Leeds City Council has ‘paused’ funding for a proposed Clean Air Zone because coronavirus has reduced the volume of traffic and dramatically improved air quality, Deputy Leader James Lewis suggested. In other words, traffic pollution might now be low enough that there is no justification to charge motorists in older, more polluting vehicles to enter certain parts of the city.
The local authority therefore claimed that pollution levels have ‘fallen significantly’, and that city residents now breathe air which is ‘considerably cleaner and safer’ than in the recent past.
The Council is therefore ‘reviewing’ – alongside central Government – whether it is necessary and justifiable to have a Clean Air Zone. ‘If the city’s air pollution is expected to stay below legal limits, we will no longer have the support of the Government to introduce a charging Clean Air Zone’, Councillor James Lewis emphasised. ‘Given this uncertainty, our financial support will continue to be paused until this review is complete.’
Leeds City Council further suggested that air quality was improving before the pandemic due to cleaner vehicles, improved public transport, and other initiatives. Councillor Lewis claimed:
‘Many of our buses, taxis, private hire, and businesses are now driving cleaner vehicles. We have also accelerated highways schemes to cut traffic and create more space for cyclists and pedestrians. We are further investing in public transport infrastructure and have policies and schemes that support the uptake of electric and low emission vehicles’, Mr Lewis added. So:
- £6.8 million has been awarded to local businesses to help them switch to lower emission vehicles (as of July 28th 2020)
_ _ _ _ _
* Required work *
#1 In the Leeds Clean Air Zone article:
(a) What position does James Lewis hold?
(b) How much money had been awarded to local businesses to help them switch to lower emission vehicles as of July 28th 2020?
(c) According to Lewis, what will happen to the Council's financial support until the review is complete?
#2 Could you carry on the Leeds Clean Air Zone article from its last line?

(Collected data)
_ _ _ _ _
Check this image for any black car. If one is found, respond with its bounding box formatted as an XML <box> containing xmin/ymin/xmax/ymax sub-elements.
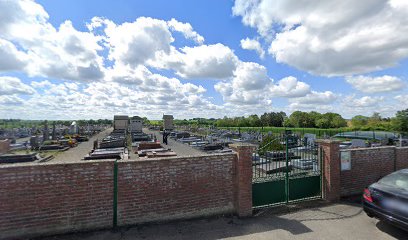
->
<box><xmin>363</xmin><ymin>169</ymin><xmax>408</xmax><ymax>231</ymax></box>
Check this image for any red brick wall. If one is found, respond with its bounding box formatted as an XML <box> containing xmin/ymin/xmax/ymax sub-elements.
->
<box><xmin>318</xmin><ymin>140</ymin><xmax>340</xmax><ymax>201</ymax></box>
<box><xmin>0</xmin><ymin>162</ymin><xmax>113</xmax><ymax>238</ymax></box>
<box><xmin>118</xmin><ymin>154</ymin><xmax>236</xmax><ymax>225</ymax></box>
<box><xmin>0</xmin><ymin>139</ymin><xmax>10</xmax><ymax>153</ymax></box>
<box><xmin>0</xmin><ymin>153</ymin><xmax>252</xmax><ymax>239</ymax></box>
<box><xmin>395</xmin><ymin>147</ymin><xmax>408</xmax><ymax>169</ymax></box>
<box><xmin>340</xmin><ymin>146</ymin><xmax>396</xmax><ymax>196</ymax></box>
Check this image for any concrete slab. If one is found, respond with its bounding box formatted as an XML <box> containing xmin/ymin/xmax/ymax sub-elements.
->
_ _ _ _ _
* Answers to each task *
#1
(a) Deputy Leader of Leeds City Council
(b) £6.8 million
(c) It will continue to be paused.

#2
- Leeds has hundreds of electric vehicle charge points
- The Council itself operates a fleet of 322 fully electric vans (more than any other local authority in England).
Despite such efforts, Leeds City Council recognised that uncertainty surrounding the Clean Air Zone is unsettling. ‘This latest update will be frustrating for many businesses’, Councillor Lewis said. ‘However, I ask drivers and operators for their patience while we carry out this urgent review. I hope to be able to clarify the future of the Leeds Clean Air Zone in autumn 2020.’
Councillor Lewis further said that the local authority is committed to providing residents with clean, healthy air irrespective of its decision on the proposed Clean Air Zone. ‘Tackling the climate emergency and protecting the health of everyone in Leeds remain priorities for the Council’, he revealed.